**WHAT YOU HAVE TO DO:** Pull out each line in the listing below that contains the word "chair", and copy those lines in full.

◇ ◇ ◇ ◇ ◇ ◇ ◇

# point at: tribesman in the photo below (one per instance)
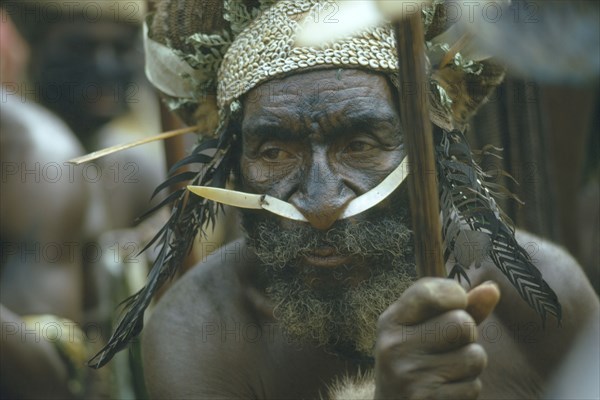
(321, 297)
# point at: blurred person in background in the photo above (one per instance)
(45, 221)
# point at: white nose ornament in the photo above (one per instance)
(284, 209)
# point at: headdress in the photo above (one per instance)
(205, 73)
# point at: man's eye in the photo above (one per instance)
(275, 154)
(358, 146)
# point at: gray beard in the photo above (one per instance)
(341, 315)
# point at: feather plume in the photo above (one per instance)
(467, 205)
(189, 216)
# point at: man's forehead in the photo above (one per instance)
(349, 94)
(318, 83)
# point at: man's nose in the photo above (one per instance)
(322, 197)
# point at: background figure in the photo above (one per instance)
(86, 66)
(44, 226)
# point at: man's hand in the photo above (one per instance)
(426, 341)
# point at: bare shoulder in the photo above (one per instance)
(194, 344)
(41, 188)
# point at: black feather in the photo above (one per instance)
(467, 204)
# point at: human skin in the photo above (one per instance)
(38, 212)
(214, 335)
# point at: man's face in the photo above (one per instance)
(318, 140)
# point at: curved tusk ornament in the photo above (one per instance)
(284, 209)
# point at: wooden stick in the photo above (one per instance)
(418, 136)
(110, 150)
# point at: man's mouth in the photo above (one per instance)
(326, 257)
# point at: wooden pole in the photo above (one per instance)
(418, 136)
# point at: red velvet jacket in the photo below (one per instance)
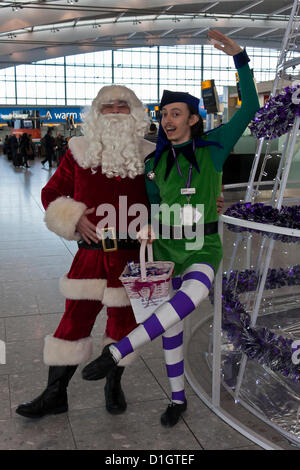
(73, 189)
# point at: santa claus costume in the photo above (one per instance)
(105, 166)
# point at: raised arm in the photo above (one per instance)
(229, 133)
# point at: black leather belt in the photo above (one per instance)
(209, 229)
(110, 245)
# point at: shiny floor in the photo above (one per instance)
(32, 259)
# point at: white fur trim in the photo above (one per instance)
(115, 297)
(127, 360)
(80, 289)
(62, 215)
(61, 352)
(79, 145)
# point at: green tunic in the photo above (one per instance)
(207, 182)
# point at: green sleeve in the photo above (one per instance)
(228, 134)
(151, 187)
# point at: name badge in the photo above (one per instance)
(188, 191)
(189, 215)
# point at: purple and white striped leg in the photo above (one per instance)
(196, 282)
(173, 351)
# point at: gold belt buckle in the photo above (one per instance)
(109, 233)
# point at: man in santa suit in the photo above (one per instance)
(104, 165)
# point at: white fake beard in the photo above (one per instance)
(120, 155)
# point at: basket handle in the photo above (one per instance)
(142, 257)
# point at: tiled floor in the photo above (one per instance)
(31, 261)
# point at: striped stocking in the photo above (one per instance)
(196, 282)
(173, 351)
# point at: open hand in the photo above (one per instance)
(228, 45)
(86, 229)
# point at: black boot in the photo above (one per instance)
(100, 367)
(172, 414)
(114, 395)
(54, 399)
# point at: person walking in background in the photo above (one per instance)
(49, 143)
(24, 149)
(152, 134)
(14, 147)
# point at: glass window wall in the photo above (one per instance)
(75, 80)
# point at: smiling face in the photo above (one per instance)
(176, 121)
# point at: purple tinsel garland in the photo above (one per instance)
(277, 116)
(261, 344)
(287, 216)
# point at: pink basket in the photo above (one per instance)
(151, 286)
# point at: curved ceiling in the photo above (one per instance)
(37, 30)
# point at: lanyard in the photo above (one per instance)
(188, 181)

◇ ◇ ◇ ◇ ◇ ◇ ◇

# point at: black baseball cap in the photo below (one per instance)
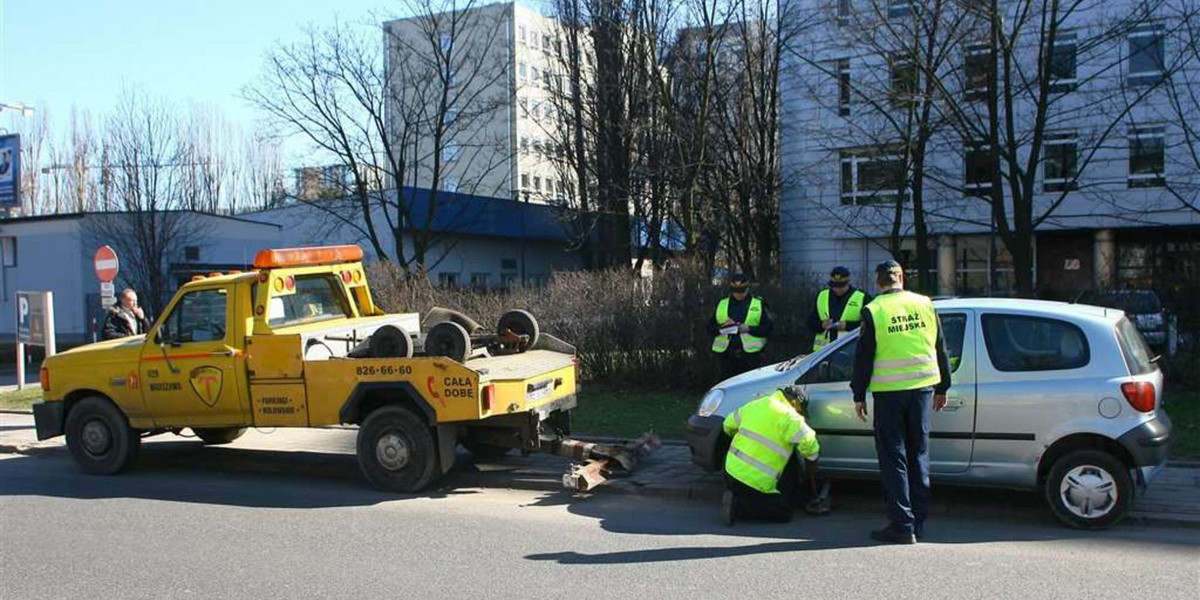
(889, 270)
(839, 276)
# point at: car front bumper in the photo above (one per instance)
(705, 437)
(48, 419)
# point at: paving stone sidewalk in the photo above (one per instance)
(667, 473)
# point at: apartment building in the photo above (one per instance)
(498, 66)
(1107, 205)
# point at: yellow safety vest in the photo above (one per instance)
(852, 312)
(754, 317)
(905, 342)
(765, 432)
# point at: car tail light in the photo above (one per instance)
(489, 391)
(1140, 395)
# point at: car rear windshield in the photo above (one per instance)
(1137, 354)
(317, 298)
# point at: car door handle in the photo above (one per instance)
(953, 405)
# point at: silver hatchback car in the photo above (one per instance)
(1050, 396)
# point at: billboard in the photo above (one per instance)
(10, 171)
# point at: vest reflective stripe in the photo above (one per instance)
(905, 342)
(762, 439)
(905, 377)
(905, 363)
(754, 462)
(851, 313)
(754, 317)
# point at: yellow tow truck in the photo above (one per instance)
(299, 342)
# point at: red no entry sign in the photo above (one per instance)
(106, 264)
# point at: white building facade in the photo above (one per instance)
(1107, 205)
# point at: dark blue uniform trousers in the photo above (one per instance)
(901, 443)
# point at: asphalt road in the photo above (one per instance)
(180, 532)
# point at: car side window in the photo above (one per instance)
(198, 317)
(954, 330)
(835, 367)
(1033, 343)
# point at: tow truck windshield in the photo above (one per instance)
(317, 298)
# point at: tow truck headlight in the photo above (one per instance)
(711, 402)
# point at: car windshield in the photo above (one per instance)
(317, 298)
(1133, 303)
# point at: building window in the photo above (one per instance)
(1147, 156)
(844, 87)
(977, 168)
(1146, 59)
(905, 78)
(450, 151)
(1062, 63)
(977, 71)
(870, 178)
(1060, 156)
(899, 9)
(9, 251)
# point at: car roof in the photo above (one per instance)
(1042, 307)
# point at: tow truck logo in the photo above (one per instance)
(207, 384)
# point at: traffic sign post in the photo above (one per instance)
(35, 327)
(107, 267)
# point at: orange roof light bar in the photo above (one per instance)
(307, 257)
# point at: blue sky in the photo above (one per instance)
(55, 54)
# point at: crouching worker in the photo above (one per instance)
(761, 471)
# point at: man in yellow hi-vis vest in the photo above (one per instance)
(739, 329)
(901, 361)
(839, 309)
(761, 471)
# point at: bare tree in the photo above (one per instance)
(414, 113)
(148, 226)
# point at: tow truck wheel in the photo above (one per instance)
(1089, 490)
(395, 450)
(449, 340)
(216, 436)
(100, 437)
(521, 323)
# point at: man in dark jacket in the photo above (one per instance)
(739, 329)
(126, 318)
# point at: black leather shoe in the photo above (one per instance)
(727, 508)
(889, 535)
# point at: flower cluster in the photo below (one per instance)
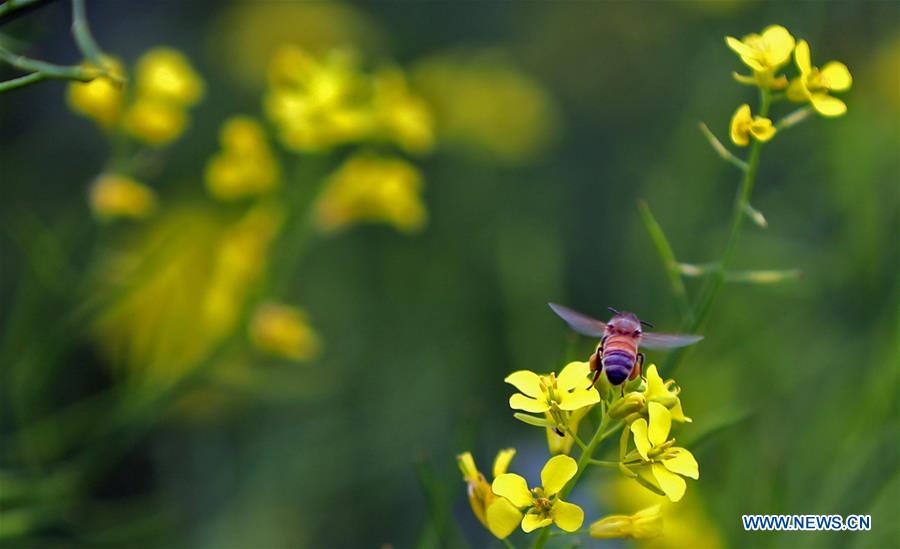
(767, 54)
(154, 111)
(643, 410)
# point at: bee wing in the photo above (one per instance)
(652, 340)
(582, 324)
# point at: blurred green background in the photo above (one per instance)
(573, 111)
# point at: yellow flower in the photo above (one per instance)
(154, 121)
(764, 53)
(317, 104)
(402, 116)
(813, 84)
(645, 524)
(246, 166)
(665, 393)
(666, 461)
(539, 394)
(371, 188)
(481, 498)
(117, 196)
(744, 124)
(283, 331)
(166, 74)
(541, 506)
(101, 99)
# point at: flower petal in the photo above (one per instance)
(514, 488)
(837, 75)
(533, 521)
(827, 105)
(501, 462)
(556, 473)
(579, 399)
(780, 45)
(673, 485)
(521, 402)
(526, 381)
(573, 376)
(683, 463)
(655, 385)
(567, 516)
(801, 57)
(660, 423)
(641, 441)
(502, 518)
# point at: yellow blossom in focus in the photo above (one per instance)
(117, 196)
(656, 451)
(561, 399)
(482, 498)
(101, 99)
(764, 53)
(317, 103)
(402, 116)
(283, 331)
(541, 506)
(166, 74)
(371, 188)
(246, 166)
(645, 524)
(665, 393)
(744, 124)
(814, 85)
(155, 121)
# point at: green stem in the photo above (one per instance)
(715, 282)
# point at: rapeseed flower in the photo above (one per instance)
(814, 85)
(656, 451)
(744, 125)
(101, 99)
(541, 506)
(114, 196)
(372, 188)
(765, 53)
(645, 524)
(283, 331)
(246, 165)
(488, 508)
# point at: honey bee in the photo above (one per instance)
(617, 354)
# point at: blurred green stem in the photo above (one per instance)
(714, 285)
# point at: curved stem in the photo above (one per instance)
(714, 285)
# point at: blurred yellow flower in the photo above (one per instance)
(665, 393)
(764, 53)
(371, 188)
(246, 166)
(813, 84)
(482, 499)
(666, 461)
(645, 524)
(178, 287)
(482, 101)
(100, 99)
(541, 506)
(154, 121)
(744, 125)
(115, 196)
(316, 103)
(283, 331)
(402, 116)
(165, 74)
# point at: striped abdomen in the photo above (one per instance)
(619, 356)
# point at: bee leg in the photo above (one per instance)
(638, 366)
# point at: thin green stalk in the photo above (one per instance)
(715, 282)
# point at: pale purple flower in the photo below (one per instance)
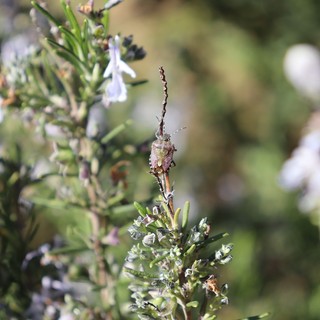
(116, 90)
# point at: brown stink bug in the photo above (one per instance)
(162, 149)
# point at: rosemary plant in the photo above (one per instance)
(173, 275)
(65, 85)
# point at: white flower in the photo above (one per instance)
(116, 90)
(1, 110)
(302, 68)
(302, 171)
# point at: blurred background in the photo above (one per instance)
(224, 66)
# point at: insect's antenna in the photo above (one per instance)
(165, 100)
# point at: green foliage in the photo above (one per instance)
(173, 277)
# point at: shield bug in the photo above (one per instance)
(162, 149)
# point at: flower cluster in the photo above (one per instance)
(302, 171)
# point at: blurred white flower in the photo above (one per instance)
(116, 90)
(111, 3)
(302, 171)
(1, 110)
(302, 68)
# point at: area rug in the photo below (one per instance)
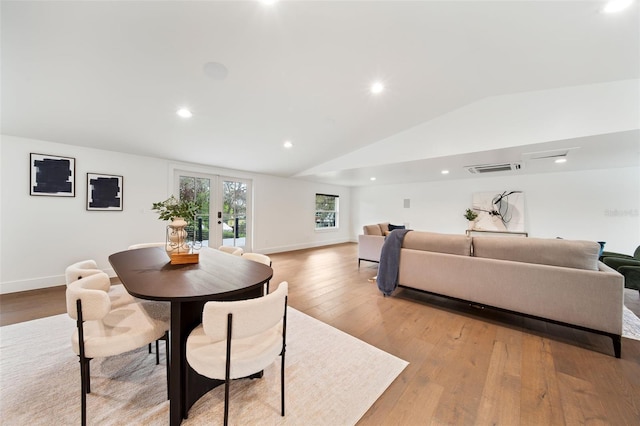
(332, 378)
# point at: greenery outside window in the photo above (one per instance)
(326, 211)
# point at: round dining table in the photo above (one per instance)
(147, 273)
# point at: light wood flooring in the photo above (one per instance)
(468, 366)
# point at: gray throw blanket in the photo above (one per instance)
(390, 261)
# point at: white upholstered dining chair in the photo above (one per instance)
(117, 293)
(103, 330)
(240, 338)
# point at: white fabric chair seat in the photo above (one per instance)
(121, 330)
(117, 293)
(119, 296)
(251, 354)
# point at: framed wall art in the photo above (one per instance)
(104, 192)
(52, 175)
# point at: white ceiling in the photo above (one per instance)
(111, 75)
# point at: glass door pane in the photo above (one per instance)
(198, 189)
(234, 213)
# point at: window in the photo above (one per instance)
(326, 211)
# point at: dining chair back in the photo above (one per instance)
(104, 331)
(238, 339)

◇ ◇ ◇ ◇ ◇ ◇ ◇

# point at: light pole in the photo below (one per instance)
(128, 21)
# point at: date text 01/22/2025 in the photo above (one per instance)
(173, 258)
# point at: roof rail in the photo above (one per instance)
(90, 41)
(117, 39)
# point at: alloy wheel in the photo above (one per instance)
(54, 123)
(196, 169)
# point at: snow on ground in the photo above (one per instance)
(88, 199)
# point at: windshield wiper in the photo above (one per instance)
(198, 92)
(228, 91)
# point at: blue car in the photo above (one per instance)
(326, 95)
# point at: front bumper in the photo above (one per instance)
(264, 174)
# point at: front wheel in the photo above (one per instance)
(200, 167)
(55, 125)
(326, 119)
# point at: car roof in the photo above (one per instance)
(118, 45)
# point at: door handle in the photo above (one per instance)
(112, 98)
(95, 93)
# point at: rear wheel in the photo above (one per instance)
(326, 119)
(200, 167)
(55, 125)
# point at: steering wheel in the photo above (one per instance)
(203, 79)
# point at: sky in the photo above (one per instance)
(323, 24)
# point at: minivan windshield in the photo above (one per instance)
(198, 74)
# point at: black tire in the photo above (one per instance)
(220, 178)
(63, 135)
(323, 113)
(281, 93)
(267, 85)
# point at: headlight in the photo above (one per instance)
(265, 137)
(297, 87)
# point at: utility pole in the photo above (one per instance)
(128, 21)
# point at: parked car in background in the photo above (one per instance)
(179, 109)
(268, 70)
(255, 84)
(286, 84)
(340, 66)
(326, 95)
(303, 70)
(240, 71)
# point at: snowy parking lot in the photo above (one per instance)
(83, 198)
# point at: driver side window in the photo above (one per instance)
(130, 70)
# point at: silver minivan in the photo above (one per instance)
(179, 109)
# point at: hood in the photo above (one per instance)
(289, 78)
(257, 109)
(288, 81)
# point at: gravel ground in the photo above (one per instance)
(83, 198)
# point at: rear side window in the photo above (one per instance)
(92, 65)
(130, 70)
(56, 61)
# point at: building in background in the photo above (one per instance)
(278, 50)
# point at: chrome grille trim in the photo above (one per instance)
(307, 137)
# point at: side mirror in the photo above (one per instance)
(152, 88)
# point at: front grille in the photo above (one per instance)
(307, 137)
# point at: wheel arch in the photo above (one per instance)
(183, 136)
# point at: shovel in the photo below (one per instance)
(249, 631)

◇ ◇ ◇ ◇ ◇ ◇ ◇

**FULL RESPONSE:**
# point at: white upholstered dining chair in the photo above (one per instance)
# point at: white fabric chair seat in the photo above (one per instance)
# point at: dining chair back in the photo above (one per instance)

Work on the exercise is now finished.